● **PROBLEM DETAILS**:
Scan the entries that follow and copy out every line containing "like".

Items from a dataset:
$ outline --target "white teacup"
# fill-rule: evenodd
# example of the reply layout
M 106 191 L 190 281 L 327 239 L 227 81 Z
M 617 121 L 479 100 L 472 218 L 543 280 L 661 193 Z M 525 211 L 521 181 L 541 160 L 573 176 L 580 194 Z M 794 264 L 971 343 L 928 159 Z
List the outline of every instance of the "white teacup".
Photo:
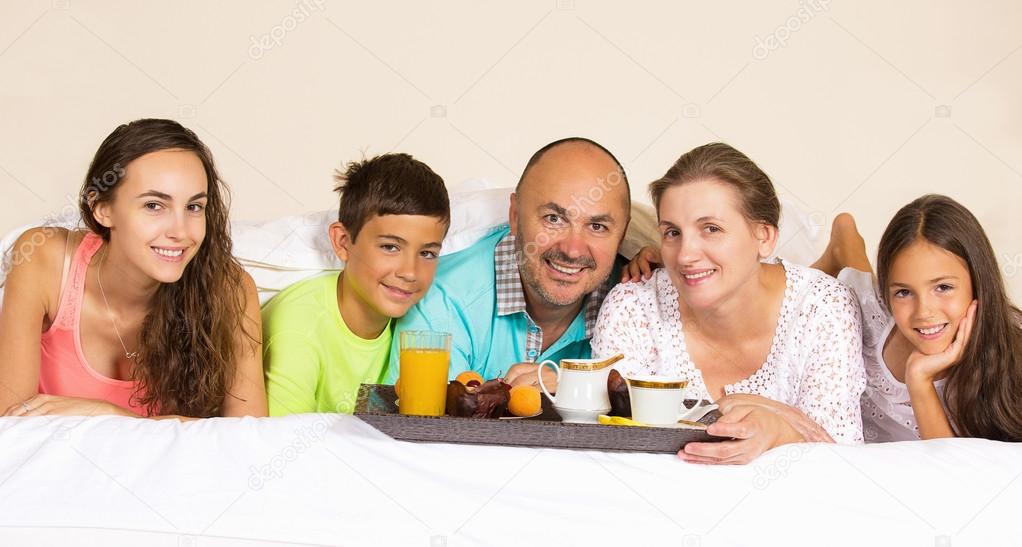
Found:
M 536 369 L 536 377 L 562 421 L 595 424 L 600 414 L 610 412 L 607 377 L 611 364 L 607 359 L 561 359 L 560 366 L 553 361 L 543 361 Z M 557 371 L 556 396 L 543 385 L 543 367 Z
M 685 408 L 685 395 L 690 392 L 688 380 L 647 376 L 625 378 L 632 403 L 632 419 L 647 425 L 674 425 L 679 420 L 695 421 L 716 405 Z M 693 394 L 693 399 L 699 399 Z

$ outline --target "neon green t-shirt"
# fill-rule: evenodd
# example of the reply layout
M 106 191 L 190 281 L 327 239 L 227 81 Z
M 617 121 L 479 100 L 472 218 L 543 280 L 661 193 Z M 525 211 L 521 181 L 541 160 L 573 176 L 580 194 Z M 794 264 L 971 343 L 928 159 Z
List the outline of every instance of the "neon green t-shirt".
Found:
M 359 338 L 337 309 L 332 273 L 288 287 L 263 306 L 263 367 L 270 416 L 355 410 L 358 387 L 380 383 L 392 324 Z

---

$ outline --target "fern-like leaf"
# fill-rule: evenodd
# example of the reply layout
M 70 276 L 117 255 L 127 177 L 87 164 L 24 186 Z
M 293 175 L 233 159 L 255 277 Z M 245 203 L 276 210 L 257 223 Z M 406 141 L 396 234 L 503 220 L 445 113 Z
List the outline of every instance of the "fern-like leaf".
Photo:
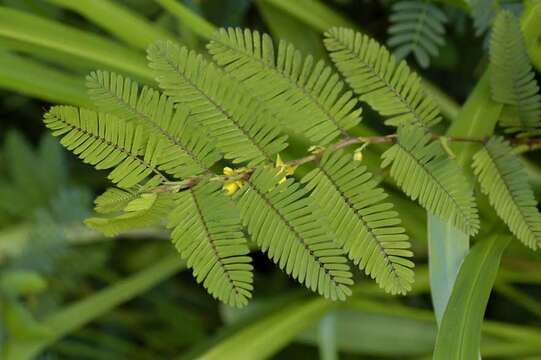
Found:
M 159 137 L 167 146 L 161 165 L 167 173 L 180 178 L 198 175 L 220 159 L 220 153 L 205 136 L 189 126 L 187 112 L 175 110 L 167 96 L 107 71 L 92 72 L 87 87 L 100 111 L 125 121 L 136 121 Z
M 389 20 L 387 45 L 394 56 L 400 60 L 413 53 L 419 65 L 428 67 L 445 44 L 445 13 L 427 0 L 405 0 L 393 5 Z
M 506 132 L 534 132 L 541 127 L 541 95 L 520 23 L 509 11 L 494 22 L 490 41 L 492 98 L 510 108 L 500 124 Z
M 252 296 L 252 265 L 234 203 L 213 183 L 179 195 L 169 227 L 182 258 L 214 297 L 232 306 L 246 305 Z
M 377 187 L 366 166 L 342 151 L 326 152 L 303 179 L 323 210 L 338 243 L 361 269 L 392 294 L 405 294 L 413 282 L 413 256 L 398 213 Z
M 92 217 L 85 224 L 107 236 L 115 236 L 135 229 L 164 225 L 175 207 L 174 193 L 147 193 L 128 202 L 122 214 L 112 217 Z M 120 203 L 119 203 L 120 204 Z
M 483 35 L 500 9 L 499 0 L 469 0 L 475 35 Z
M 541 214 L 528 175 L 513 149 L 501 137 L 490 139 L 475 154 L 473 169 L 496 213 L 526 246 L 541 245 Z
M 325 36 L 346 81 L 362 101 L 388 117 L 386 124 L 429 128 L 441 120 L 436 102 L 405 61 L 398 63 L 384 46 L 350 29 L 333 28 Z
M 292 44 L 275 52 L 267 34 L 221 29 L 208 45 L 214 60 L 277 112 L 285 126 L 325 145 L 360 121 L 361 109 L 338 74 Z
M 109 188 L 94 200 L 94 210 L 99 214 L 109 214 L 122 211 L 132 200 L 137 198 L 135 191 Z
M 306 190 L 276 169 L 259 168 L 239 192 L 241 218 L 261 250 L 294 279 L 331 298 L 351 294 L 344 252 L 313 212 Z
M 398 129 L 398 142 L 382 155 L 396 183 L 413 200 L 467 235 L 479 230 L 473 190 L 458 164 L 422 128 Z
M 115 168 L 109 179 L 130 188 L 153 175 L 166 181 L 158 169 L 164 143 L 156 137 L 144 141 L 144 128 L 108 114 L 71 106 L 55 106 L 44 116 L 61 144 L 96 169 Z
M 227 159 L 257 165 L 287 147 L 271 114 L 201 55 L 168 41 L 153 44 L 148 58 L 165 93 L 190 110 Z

● **EXERCISE SOLUTION**:
$ outline --target "fern-like leaf"
List the outline of every instance of the "fern-like leaf".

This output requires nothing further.